#### [TEXTE D'ÉTUDE]
==============================

Des récits révoltants de viols massifs et de torture nous proviennent de Syrie et de Libye, où des milliers de personnes ont été tuées. Au Bahreïn, proche allié des Américains et port d'attache de la Cinquième flotte de l'U.S. Navy, des milliers d'individus ont été arrêtés ou forcés à quitter leur emploi.
C'est comme si le «printemps arabe» s'était transformé en «hiver du mécontentement arabe», selon la formule imagée du politologue Gregory Gause.
Un modèle marocain «différent»
A une époque de désillusions croissantes —et de discours télévisés désastreux— l'adresse du roi du Maroc à la nation, le 17 juin 2011, est sortie du lot. Son discours n'a pas été grandiose et n'a pas vraiment répondu aux exigences des manifestants, mais il a marqué un engagement de fond avec l'opposition. Le monarque de 47 ans n'a pas vilipendé son propre peuple et n'a pas non plus dénoncé de complot étranger.
Au lieu de cela, il a annoncé une nouvelle Constitution, qui pourrait restructurer la politique du pays. Tout en conservant un droit de veto effectif sur les décisions les plus importantes, il a promis de donner plus de pouvoir aux institutions élues. Le Premier ministre, issu du parti majoritaire du Parlement, pourra nommer et congédier les ministres —mais aussi dissoudre le Parlement.
Le Maroc offre un «modèle» différent au reste du monde arabe, que les autres monarques regarderont de près. Ce n'est pas un vrai modèle de transition démocratique vers une «monarchie constitutionnelle» à la britannique, comme l'a récemment déclaré le Premier ministre marocain Abbas El Fassi. Rien ne dit que le roi Mohammed VI soit prêt à se contenter d'un règne sans pouvoir. L'histoire de la monarchie marocaine est pavée de promesses de réformes non tenues.

==============================

#### [MATÉRIEL FOURNI]
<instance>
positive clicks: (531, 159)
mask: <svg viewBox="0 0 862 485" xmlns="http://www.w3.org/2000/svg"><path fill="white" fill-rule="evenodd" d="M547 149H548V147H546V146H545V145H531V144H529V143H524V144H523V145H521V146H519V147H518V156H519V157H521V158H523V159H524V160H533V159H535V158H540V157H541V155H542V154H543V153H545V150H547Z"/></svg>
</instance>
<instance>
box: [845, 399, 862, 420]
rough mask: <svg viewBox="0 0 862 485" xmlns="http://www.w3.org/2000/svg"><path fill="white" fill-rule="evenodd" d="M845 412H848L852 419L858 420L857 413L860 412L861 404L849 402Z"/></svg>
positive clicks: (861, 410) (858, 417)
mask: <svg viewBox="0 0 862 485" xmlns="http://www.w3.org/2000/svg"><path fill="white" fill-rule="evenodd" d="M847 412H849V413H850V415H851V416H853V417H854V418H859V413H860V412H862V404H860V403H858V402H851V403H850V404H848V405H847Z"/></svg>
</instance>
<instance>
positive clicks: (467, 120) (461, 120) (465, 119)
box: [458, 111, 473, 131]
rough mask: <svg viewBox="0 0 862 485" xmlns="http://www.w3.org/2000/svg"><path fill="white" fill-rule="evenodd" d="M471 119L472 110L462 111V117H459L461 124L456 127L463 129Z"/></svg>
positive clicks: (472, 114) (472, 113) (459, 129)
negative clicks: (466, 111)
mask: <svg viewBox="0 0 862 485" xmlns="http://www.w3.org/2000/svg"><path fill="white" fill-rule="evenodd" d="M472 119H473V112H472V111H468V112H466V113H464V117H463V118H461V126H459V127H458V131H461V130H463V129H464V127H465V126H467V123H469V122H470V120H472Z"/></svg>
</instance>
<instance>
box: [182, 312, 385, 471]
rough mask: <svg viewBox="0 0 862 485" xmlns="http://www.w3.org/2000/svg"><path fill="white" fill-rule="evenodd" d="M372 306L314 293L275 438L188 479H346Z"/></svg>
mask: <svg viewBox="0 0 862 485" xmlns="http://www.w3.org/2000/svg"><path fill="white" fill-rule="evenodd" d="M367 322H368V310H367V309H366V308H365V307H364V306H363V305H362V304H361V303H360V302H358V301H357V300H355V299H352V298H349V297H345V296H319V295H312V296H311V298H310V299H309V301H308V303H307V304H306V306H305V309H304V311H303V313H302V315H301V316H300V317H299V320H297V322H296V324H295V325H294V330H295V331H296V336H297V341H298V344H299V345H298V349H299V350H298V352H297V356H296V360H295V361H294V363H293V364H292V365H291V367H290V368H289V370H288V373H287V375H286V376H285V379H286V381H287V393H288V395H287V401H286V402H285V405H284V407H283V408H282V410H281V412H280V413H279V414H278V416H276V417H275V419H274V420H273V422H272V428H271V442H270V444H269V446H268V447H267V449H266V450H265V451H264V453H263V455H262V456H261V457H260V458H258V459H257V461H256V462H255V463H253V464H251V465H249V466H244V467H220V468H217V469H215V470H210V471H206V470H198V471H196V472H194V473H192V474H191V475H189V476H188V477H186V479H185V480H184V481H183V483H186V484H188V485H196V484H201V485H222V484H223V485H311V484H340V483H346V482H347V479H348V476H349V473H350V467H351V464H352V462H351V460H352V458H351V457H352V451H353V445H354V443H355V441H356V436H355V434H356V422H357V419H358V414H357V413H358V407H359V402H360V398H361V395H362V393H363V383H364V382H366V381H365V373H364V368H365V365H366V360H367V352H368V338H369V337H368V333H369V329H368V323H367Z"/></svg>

==============================

#### [MISE EN PRATIQUE]
a. Relevez chaque ligne des enregistrements qui contient la chaîne « positive », en tenant compte de la casse.
b. Prolongez le texte sur la réforme de la monarchie marocaine à la suite de sa dernière phrase.

#### [LISTE DES RÉPONSES]
a.
positive clicks: (531, 159)
positive clicks: (861, 410) (858, 417)
positive clicks: (467, 120) (461, 120) (465, 119)
positive clicks: (472, 114) (472, 113) (459, 129)

b.
La stratégie de la préemption
Mais c'est précisément là qui repose tout l’intérêt: pour préserver votre pouvoir, vous avez parfois besoin de lâcher un peu de lest. On peut y voir un modèle de réforme «préemptive». Dans ce cas, les autocrates prennent les manifestations au sérieux. Ils annoncent de grandes réformes de premier plan —que ce soit en se dotant de gouvernements élus, ou via des Constitutions recalibrées. Ils libèrent des prisonniers politiques et mandatent de réelles commissions qui font de réelles propositions.
Ils donnent de l'espoir aux gens en choisissant les mots qu'il faut: changement, démocratie, réforme, institutions, responsabilité.
Ce faisant, cette fois-ci, le régime marocain a réussi à prendre l'initiative et à soustraire un peu de sa dynamique aux mouvements protestataires du 20 février, la fragile union des gauchistes, libéraux et islamistes qui a fait descendre des dizaines de milliers de Marocains dans la rue. Avec un «oui» franc et massif au référendum constitutionnel du 1er juillet, la monarchie va pouvoir se targuer du soutien de la masse des Marocains à la Couronne, et asseoir davantage la légitimité du régime en ces temps incertains.
La préemption est une stratégie tout particulièrement adaptée aux monarchies populaires, dont les réserves de légitimité historique et religieuse sont abondantes. Comme feu le roi Hassan II, père de Mohammed VI, l'avait déclaré:
«On ne me fera jamais rentrer dans une équation.»
Les monarques de la région —dans un fort contraste avec les présidents— se tiennent au-dessus de la mêlée, et agissent davantage en arbitres qu'en compétiteurs.
Un tel modèle a beau être séduisant auprès des autocrates assiégés, ce n'est pas pour autant un rempart contre la révolution. Une fois les changements enclenchés, il est difficile de les contrôler. Avec une marge de manœuvre politique plus importante, les groupes d'opposition ont davantage de latitude pour obtenir l'appui et la mobilisation de leurs partisans. Ils peuvent être davantage tentés de défier le roi directement.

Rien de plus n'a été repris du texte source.